• Problems to work on:
- A) Translate this sentence from the forum thread on redwood lumber into Spanish: "So I cut it off and kept it instead of throwing it out or burning it."
- B) In the forum thread on redwood lumber, which store did the original poster get the redwood from?
- C) Write a continuation of the forum thread on redwood lumber, picking up right after its final sentence.

━━━ Passage provided ━━━

Sorry I havent been around for a couple of weeks. But... I will be having some time to get back to starting this project. Im not 100% sure if I can post pics yet considering that Im a new member... but I did get a start on trying to chisel some Mortise's. As I was cutting them I started to notice that this "Redwood" lumber I got from HomeDepot is very light, weight-wise, and also feels very dry. One of the 2x4's even had a nice 2 crack split for about 1 to 1 1/2 feet on the end that luckily I didnt need. So I cut it off and kept it instead of throwing it out or burning it. Well a few days later I picked it up and gave it a light easy toss over to the side of my garage and when it landed on the concrete it broke apart into 3 pieces. Like I said... I barely tossed it. 
And then when I was practicing cutting a Mortise I ended up breaking out a chunk on the very end. Once again I really didnt put hardly any pressure on it. This Redwood just "Feels" dry and brittle. So now Im a little afraid to do Mortise and Tenons. Im afraid that after I have it all done and together the gate is gonna get slammed shut by someone and chunks of wood are gonna come popping off.
Im really at a stand still...


----------



## TomCT2 (May 16, 2014)

I didn't respond to your first post because you already had the redwood.....

but as you can see, redwood is probably not the best choice for a gate. it is soft, it is not dense / hard, it is not particularly strong, does not hold screws well, has a lot of natural oils so it does not finish well and does not glue well. when bolted together it take very little stress for the heads of the bolts/washer to sink into the wood resulting in a loose joint.

on the other hand, it is quite weather resistant....

━━━ Listed records ━━━

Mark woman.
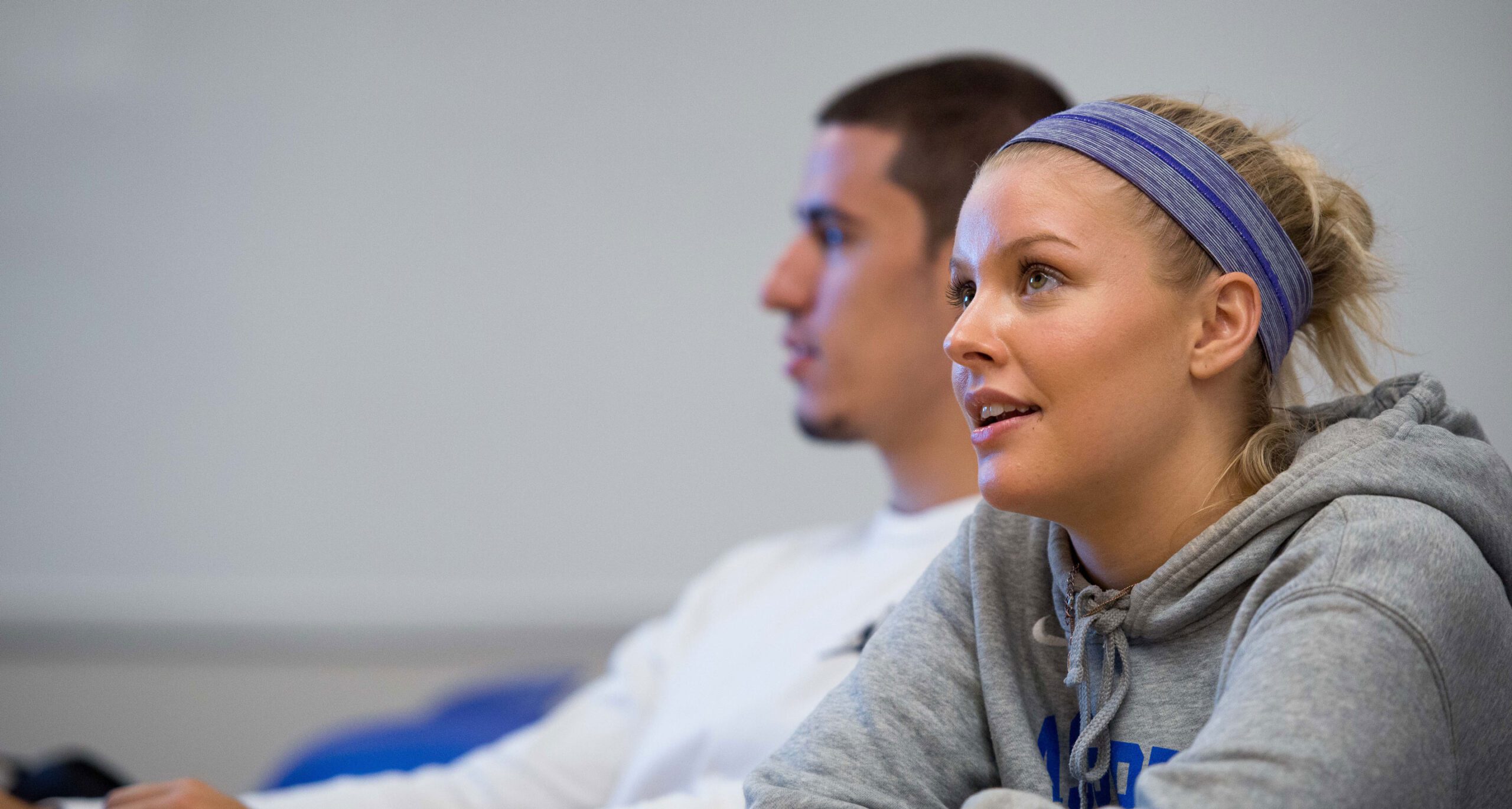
[747,97,1512,809]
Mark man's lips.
[782,336,820,379]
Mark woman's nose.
[945,304,1007,368]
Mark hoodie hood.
[1050,373,1512,639]
[1050,375,1512,800]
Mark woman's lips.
[971,410,1040,446]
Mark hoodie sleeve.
[745,520,996,809]
[1137,587,1455,809]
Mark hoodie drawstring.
[1066,582,1132,806]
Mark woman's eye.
[1024,269,1060,292]
[948,281,977,308]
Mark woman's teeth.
[977,404,1039,427]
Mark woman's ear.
[1191,272,1259,379]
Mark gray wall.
[0,0,1512,787]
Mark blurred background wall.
[0,0,1512,789]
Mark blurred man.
[24,57,1066,809]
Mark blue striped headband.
[998,101,1312,373]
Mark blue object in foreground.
[263,671,575,789]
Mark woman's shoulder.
[1256,495,1512,638]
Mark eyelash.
[945,260,1060,308]
[945,275,977,308]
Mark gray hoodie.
[745,376,1512,809]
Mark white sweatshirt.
[228,498,977,809]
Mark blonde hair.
[981,95,1393,495]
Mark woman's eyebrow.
[950,230,1077,274]
[996,230,1077,254]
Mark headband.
[998,101,1312,373]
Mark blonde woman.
[747,95,1512,809]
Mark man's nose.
[761,233,824,313]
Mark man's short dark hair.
[818,54,1069,251]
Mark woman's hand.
[103,779,246,809]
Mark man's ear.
[1191,272,1259,379]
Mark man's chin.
[799,410,862,441]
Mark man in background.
[21,56,1067,809]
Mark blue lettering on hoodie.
[1039,715,1178,806]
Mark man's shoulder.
[699,519,866,589]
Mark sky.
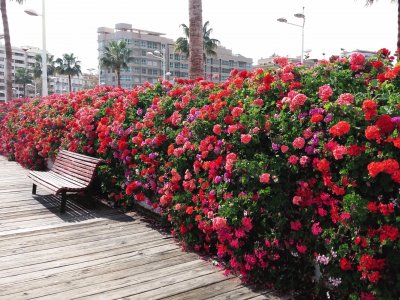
[0,0,397,72]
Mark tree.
[15,68,33,97]
[189,0,204,79]
[0,0,24,100]
[32,54,56,81]
[366,0,400,61]
[175,21,220,60]
[55,53,82,93]
[100,40,133,87]
[32,54,56,94]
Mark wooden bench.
[28,150,104,213]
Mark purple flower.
[310,107,325,116]
[392,117,400,124]
[272,143,281,151]
[324,114,333,123]
[305,145,315,155]
[214,175,222,184]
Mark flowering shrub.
[0,49,400,299]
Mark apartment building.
[49,73,99,94]
[97,23,253,89]
[0,44,41,101]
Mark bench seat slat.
[60,150,102,164]
[52,169,92,185]
[29,171,86,189]
[53,157,96,173]
[28,150,104,212]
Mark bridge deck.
[0,156,281,300]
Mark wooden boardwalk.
[0,156,282,300]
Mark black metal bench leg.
[60,192,67,213]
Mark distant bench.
[28,150,104,213]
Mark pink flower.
[290,220,302,231]
[332,145,347,160]
[242,217,253,231]
[281,145,289,153]
[336,93,354,105]
[289,93,308,112]
[303,127,314,139]
[292,137,306,149]
[300,155,310,167]
[213,217,227,230]
[213,124,221,134]
[228,125,237,133]
[260,173,271,183]
[292,196,303,205]
[240,134,251,144]
[232,107,243,117]
[288,155,299,165]
[296,244,307,254]
[318,84,333,101]
[311,222,322,235]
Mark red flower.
[240,134,251,144]
[340,258,351,271]
[329,121,350,136]
[317,158,330,173]
[367,202,378,214]
[318,84,333,102]
[242,217,253,231]
[362,99,378,120]
[367,162,384,178]
[365,125,381,141]
[260,173,271,183]
[310,114,324,123]
[376,115,396,134]
[379,225,399,243]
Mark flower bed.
[0,49,400,299]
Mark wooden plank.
[0,239,174,284]
[163,277,243,300]
[2,248,192,299]
[36,260,212,300]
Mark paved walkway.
[0,156,281,300]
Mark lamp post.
[26,81,37,97]
[277,6,306,63]
[0,33,7,102]
[147,50,171,80]
[25,0,48,97]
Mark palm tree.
[32,54,56,80]
[366,0,400,61]
[15,68,33,98]
[0,0,24,100]
[189,0,204,79]
[56,53,82,93]
[175,21,220,60]
[100,40,133,87]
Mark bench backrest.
[51,150,103,185]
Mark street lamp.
[147,50,171,80]
[24,0,48,97]
[26,82,37,97]
[0,33,7,102]
[277,6,306,63]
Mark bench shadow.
[32,194,136,223]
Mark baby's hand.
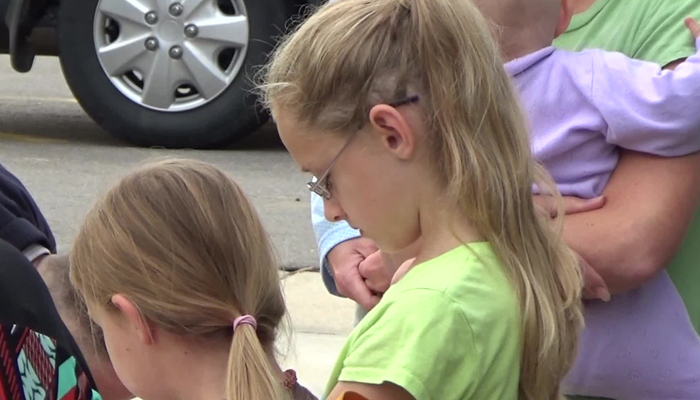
[685,17,700,39]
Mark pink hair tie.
[233,315,258,332]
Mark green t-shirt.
[554,0,700,332]
[326,243,521,400]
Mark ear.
[554,0,574,38]
[112,294,156,345]
[369,104,416,160]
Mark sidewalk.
[278,272,355,397]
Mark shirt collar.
[505,46,554,77]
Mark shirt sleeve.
[338,289,482,400]
[591,39,700,157]
[630,0,700,66]
[311,193,360,296]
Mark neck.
[164,340,284,400]
[498,25,554,62]
[413,191,484,265]
[571,0,597,14]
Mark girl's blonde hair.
[70,160,286,400]
[261,0,583,400]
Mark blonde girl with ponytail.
[70,160,312,400]
[261,0,582,400]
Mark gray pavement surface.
[0,56,354,394]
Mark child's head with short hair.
[70,160,285,400]
[473,0,571,60]
[261,0,582,400]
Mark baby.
[475,0,700,400]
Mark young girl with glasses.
[262,0,582,400]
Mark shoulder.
[627,0,700,66]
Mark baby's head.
[70,160,285,400]
[473,0,571,61]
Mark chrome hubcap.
[94,0,249,112]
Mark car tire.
[57,0,288,148]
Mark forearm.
[564,152,700,294]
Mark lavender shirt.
[312,40,700,400]
[505,40,700,198]
[505,40,700,400]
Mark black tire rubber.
[58,0,288,149]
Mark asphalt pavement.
[0,56,354,394]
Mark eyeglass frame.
[306,95,420,200]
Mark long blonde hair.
[70,160,286,400]
[261,0,583,400]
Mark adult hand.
[327,238,381,310]
[534,195,605,218]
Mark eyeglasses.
[306,95,420,200]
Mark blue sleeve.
[0,165,56,253]
[311,193,360,296]
[591,39,700,157]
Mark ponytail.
[226,324,286,400]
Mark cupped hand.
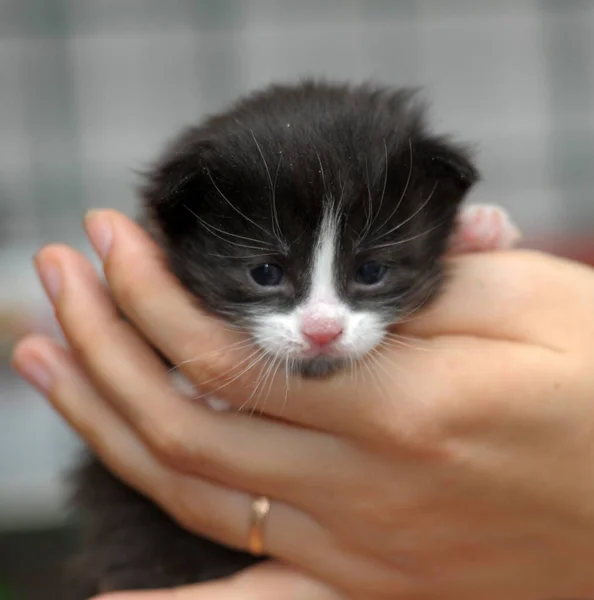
[14,212,594,600]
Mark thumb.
[93,562,346,600]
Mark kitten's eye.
[250,263,284,287]
[355,261,388,285]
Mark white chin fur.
[253,306,386,360]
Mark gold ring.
[248,496,270,556]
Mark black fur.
[67,82,477,600]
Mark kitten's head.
[144,83,477,375]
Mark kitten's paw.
[449,204,522,254]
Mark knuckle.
[146,419,197,468]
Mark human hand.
[15,213,594,600]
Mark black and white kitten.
[67,82,514,600]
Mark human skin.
[14,212,594,600]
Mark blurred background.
[0,0,594,600]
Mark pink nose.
[301,319,343,346]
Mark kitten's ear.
[416,138,480,196]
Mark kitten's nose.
[301,317,343,346]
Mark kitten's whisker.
[184,204,272,252]
[254,351,283,416]
[193,348,265,395]
[357,156,374,244]
[280,355,292,415]
[370,138,413,237]
[271,151,283,240]
[250,129,287,250]
[206,167,274,241]
[237,354,274,414]
[316,150,328,196]
[373,181,438,242]
[370,223,442,250]
[167,340,254,373]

━━━

• Answers in order:
- A) Así que lo corté y lo guardé en lugar de tirarlo o quemarlo.

- B) Home Depot.

- C)
just to make things worse, the redwood of today is seriously less good than redwood from decades back - and big box stores are famous for selling the lowest cost/quality.... in the late 70's I built a bunch of redwood greenhouse benches - got heart redwood from a company that built watertowers/tanks. those benches continue to last forever.... I still have a couple leftover 2x4's - lately DW wanted an outside planter . . . the redwood I got from a local yard is junk compared to the old stuff.


----------



## Checksum47 (Jul 18, 2017)

Sorry about not being around for a while again. But I have since tried to make some mortise and tenons and I have been having nightmares about the tenons popping off when the gate slams shut since the redwood 2x4's are so dried out and feel almost like Balsa wood. So I am thinking about using a different wood for the frame part. Something that looks as close to RedWood as possible but is Stronger. So what are my alternatives?


----------



## TomCT2 (May 16, 2014)

unless you're intending to re-oil / re-stain / re-treat-ever the redwood every year, it turns grey - just like most woods.
black locust, ipe, cypress are three I'd look at.

I've been building and re-building and re-re-building gates since 1974. they take a beating and don't keep ticking.
so I decided to make one that would not sag&drag so quick. my son does aluminum fab - otherwise this would co$t . . .


----------



## GeorgeC (Jul 30, 2008)

If you gave the overall dimensions of your planned gate I missed it. The size of the gate will have a significant bearing on the type of joinery used. Also whether or not the gate is decorative or just utilitarian is important.

For any but smaller, decorative gates I like to use metal plates at the corners. With these plates a plain old butt joint is sufficient.

On the hinge side, the hinge can also be used as a reinforcement.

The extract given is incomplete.